TASK BRIEF: Copy out the lines of the records below word for word, from the line with "the leaf stem" to the line with "(1328, 642)", including both of those lines.

Object location annotation data:

════════

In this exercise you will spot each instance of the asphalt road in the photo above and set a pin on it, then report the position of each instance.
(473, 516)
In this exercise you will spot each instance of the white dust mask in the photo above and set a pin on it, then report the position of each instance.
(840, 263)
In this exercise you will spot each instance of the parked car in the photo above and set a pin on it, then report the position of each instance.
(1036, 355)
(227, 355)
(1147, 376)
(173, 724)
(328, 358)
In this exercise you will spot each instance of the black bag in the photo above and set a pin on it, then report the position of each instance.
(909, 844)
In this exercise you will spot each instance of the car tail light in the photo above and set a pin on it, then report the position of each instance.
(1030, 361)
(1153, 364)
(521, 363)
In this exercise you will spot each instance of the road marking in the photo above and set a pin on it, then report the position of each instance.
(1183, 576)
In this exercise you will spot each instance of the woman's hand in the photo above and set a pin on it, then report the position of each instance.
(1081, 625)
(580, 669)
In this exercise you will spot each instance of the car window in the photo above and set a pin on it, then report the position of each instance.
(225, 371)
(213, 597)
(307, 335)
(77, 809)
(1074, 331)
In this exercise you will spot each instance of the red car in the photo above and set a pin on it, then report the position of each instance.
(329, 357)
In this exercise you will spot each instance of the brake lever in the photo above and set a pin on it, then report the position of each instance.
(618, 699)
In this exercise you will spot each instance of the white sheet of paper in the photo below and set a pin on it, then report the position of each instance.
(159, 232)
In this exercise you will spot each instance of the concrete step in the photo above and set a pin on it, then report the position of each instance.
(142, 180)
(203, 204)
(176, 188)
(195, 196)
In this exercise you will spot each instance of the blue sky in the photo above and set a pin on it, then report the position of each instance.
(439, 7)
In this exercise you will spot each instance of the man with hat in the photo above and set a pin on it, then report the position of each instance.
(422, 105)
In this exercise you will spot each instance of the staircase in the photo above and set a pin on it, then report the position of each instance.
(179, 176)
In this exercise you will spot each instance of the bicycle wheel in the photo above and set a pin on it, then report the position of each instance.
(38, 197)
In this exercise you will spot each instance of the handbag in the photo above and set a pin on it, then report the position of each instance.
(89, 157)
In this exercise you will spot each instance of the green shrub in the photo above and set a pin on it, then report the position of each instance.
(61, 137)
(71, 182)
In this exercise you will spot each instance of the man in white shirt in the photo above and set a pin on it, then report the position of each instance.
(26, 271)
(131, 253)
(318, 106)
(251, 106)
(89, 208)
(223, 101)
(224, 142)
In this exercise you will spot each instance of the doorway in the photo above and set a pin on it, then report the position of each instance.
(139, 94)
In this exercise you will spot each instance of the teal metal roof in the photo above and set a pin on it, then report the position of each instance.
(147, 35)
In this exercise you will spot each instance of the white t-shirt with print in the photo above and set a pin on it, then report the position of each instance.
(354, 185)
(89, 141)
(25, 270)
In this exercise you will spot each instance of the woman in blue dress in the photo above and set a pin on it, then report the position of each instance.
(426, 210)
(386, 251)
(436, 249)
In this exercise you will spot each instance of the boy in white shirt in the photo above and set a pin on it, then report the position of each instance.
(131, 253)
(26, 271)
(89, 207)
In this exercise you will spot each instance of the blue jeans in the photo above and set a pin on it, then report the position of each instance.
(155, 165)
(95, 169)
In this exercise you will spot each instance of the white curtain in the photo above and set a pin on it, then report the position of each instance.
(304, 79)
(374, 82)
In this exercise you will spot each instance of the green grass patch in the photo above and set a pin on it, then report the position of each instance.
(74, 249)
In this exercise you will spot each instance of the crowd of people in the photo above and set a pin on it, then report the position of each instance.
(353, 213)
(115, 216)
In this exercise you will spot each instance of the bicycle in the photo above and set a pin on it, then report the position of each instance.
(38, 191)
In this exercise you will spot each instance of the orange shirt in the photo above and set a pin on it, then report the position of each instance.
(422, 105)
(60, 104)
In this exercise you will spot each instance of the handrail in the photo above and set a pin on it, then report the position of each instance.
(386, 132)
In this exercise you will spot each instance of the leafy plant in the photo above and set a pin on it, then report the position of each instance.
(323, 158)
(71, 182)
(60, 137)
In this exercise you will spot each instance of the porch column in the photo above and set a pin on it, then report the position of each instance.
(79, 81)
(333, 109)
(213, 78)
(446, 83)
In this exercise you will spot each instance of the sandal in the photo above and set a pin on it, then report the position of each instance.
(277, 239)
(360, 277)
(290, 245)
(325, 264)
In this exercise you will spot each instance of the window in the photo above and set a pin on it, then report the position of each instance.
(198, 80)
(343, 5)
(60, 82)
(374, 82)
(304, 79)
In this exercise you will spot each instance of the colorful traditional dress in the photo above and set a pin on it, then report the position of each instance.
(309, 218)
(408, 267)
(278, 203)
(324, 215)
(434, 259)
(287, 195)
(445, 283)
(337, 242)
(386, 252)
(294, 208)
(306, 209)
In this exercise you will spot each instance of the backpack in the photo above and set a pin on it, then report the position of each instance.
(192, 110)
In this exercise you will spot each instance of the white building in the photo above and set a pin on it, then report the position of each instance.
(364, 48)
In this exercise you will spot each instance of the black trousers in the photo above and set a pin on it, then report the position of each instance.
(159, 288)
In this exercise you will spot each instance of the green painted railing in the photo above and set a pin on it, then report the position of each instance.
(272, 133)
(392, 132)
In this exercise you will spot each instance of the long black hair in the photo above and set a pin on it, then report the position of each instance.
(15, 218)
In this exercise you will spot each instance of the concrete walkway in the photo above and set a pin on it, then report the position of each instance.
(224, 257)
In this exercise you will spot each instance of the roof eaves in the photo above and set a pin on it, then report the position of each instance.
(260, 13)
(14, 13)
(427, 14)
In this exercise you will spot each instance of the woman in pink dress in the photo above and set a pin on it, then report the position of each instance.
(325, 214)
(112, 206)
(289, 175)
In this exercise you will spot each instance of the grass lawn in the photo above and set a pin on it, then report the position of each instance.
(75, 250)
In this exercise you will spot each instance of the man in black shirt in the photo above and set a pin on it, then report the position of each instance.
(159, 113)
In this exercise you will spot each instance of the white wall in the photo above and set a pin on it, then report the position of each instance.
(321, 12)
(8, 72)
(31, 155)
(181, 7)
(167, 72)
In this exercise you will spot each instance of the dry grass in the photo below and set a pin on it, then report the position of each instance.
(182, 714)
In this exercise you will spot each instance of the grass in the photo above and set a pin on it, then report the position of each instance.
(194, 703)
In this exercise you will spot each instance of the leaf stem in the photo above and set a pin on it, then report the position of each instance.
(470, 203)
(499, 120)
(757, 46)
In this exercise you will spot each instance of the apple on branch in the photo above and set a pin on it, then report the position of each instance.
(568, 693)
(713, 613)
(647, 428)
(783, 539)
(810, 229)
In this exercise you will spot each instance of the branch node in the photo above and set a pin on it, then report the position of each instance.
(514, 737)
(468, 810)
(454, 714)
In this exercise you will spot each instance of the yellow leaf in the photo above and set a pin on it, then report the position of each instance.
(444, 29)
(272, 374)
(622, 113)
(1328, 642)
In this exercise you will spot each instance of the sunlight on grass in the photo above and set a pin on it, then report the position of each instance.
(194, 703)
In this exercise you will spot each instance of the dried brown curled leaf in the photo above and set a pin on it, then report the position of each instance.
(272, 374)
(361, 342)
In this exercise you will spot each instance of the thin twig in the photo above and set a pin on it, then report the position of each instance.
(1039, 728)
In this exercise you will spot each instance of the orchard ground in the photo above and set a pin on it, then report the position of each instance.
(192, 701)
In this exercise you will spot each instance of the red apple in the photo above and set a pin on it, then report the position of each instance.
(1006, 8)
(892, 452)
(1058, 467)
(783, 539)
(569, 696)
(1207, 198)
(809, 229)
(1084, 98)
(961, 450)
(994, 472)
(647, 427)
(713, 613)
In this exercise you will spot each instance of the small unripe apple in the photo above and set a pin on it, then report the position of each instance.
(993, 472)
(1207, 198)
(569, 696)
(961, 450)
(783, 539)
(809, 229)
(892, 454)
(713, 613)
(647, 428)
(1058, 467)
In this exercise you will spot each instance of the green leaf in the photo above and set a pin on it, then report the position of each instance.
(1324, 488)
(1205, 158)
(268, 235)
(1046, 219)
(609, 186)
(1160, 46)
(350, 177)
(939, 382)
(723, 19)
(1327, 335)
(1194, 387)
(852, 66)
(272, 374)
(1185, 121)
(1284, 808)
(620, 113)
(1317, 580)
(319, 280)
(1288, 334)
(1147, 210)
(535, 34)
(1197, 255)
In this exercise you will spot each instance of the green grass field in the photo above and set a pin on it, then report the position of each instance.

════════

CORRECT OUTPUT:
In this exercise you will spot each instance of the leaf stem in the photo above and set a pin on it, then report the position of each instance.
(470, 203)
(499, 120)
(757, 46)
In this exercise you will spot each instance of the apple on branch in the photo above and set a pin on it, then report the position of each instance.
(568, 693)
(713, 613)
(647, 428)
(783, 539)
(810, 229)
In this exercise you will spot each instance of the branch node in the photo above and set a pin on it, then report the position of each instance.
(514, 737)
(468, 810)
(454, 714)
In this exercise you will spot each instance of the yellow leaf in the photo above and set a pin on it, then report the position of each instance.
(444, 29)
(272, 374)
(622, 113)
(1328, 642)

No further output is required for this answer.